## WHAT IS ASKED
Select every line of the records below that contains the word "forest", and copy each one out in full.
Begin DATA SUPPLIED
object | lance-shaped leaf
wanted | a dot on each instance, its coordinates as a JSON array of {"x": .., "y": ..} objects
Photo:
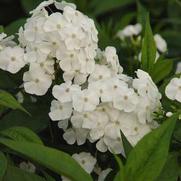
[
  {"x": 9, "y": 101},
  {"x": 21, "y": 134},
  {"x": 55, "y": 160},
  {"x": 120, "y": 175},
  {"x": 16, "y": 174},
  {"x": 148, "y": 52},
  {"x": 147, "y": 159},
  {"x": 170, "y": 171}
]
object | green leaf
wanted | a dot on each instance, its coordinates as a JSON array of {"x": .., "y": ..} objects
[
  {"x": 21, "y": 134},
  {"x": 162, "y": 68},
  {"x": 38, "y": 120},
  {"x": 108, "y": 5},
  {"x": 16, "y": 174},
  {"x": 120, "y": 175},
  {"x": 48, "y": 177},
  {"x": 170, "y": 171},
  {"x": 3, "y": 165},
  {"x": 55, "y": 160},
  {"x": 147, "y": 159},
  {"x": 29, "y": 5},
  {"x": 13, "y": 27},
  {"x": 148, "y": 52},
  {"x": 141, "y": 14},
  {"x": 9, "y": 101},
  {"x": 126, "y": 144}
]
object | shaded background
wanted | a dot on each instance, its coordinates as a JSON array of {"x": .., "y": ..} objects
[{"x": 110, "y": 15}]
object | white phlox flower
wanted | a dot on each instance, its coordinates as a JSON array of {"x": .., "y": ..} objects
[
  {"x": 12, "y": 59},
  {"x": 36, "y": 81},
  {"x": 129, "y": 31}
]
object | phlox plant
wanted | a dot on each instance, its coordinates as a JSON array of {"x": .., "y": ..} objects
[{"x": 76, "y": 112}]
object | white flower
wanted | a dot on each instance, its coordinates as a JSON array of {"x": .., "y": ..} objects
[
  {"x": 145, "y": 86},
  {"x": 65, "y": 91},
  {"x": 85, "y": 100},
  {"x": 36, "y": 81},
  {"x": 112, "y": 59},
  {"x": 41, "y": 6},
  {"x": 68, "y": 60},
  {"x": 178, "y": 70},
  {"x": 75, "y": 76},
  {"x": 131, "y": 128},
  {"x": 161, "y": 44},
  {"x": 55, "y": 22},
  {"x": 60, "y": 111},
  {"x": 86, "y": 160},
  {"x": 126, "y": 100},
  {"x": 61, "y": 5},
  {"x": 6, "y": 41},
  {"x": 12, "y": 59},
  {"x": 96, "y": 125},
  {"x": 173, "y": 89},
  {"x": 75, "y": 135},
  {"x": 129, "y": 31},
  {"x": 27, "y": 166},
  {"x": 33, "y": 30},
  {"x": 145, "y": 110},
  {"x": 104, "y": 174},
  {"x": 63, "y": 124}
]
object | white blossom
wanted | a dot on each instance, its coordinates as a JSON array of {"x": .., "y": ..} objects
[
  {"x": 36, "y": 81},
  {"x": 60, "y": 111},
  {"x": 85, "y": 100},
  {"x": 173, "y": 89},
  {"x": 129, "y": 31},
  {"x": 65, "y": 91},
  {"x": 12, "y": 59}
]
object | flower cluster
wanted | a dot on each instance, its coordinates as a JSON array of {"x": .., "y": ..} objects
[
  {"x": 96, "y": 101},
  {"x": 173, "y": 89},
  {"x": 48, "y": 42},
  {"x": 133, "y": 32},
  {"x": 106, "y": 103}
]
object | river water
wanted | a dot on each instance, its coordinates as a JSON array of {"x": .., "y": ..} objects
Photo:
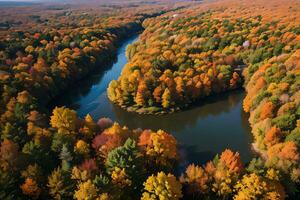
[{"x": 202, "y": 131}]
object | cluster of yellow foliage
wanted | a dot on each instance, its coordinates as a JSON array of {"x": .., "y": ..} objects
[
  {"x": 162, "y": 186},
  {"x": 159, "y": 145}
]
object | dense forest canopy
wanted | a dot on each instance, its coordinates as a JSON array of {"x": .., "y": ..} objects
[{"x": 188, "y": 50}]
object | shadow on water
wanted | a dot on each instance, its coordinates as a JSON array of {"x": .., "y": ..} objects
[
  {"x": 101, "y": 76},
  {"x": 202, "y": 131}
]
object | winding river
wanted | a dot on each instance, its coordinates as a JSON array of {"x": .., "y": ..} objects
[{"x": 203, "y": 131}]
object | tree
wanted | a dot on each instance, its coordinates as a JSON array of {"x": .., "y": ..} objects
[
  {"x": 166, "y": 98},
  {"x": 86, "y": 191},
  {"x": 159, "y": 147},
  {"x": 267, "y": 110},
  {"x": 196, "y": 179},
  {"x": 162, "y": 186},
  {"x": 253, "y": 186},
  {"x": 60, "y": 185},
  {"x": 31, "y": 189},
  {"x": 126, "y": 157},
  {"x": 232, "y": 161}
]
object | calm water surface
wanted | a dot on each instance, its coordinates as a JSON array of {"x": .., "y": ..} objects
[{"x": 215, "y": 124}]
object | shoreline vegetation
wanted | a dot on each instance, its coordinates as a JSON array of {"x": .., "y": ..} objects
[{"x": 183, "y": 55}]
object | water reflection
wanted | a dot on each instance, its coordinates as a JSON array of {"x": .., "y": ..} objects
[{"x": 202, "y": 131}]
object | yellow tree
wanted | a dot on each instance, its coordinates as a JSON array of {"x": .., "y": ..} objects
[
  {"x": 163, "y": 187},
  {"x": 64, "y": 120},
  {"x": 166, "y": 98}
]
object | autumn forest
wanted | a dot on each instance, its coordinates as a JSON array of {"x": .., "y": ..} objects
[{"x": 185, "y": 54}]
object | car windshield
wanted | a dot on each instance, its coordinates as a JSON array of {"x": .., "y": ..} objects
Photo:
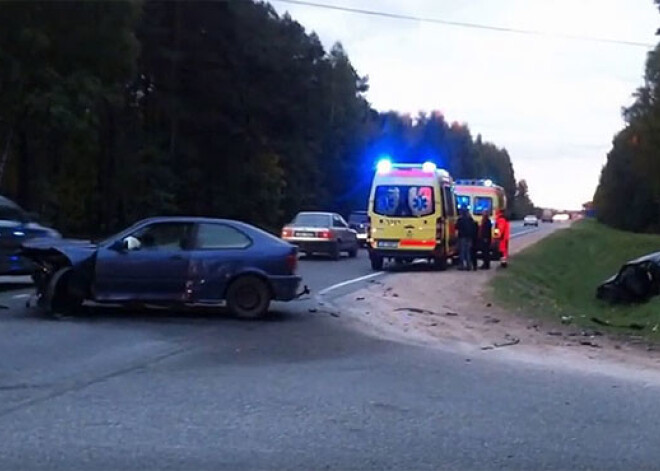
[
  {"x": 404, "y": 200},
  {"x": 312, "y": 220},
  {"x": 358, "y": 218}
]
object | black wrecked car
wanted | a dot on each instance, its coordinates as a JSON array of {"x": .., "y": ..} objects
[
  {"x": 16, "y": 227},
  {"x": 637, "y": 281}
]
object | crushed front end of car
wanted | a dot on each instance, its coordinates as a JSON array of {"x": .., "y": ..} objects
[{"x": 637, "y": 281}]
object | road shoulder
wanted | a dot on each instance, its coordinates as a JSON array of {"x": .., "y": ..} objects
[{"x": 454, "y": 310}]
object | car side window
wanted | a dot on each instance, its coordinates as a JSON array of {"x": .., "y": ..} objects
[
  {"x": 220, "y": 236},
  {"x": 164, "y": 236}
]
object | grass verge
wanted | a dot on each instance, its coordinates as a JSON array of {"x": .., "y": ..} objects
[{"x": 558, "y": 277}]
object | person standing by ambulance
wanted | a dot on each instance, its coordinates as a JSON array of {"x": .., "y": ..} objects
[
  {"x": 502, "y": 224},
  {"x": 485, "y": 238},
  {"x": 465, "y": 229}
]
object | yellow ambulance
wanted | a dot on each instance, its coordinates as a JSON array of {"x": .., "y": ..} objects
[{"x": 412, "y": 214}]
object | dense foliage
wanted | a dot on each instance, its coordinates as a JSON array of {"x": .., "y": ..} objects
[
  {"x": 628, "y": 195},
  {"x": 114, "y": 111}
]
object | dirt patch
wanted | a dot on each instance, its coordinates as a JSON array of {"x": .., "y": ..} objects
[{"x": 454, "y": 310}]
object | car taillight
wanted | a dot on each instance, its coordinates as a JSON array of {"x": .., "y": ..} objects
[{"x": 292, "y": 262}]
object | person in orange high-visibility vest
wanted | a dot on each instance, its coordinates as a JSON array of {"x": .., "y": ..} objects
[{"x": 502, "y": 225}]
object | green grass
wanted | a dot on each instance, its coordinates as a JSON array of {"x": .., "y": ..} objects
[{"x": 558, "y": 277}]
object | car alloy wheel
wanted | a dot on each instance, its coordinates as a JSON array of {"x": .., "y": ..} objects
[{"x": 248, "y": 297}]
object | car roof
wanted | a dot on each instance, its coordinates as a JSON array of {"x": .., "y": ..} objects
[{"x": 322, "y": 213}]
End DATA SUPPLIED
Begin DATA SUPPLIED
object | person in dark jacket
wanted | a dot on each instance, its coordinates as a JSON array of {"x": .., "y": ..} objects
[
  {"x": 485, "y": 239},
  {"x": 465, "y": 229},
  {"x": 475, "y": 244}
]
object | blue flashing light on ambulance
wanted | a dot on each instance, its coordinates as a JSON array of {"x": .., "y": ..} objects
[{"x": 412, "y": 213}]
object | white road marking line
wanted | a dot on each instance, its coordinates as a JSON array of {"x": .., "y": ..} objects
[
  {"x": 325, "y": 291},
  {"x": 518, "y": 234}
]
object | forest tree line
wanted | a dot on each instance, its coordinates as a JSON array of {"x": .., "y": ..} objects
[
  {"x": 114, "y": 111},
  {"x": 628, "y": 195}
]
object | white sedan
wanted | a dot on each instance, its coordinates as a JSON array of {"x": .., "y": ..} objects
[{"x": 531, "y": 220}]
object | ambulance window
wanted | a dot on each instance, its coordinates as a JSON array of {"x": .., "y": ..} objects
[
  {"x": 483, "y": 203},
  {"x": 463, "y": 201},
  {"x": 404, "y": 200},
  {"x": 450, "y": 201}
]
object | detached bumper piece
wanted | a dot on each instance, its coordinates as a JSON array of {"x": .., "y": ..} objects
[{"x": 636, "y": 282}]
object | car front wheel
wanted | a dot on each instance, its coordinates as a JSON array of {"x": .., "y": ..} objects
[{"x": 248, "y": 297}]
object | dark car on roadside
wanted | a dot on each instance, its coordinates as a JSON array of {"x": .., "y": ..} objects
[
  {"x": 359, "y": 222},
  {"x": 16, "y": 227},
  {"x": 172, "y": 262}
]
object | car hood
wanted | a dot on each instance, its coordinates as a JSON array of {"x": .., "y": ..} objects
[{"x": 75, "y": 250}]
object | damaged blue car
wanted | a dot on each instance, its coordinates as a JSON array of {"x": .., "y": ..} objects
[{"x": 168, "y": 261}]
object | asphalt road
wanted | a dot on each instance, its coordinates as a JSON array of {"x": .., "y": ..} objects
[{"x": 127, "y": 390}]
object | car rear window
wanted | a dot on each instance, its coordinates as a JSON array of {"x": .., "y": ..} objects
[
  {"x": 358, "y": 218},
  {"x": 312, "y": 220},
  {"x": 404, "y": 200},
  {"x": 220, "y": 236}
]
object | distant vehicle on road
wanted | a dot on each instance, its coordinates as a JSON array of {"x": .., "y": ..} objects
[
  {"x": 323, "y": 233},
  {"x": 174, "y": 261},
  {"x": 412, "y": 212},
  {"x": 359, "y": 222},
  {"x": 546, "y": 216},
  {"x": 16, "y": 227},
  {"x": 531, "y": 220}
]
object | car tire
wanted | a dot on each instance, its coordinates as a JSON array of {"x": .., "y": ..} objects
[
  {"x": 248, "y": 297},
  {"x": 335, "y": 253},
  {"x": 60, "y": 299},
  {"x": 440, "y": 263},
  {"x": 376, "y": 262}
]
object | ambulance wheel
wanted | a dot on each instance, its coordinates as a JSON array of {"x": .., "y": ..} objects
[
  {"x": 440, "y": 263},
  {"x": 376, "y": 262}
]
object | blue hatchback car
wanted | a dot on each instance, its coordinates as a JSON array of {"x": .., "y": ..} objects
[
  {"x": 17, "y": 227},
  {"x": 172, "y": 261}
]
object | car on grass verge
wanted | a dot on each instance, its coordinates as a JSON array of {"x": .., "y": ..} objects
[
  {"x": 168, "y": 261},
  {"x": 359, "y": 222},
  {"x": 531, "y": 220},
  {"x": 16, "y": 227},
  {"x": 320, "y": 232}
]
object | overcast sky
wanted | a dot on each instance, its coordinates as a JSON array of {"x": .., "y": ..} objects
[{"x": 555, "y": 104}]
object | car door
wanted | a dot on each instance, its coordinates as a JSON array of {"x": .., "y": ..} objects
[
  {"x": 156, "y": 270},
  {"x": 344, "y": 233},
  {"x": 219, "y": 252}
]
End DATA SUPPLIED
## EXERCISE SOLUTION
object | dense forest canopy
object | autumn forest
object | forest tree line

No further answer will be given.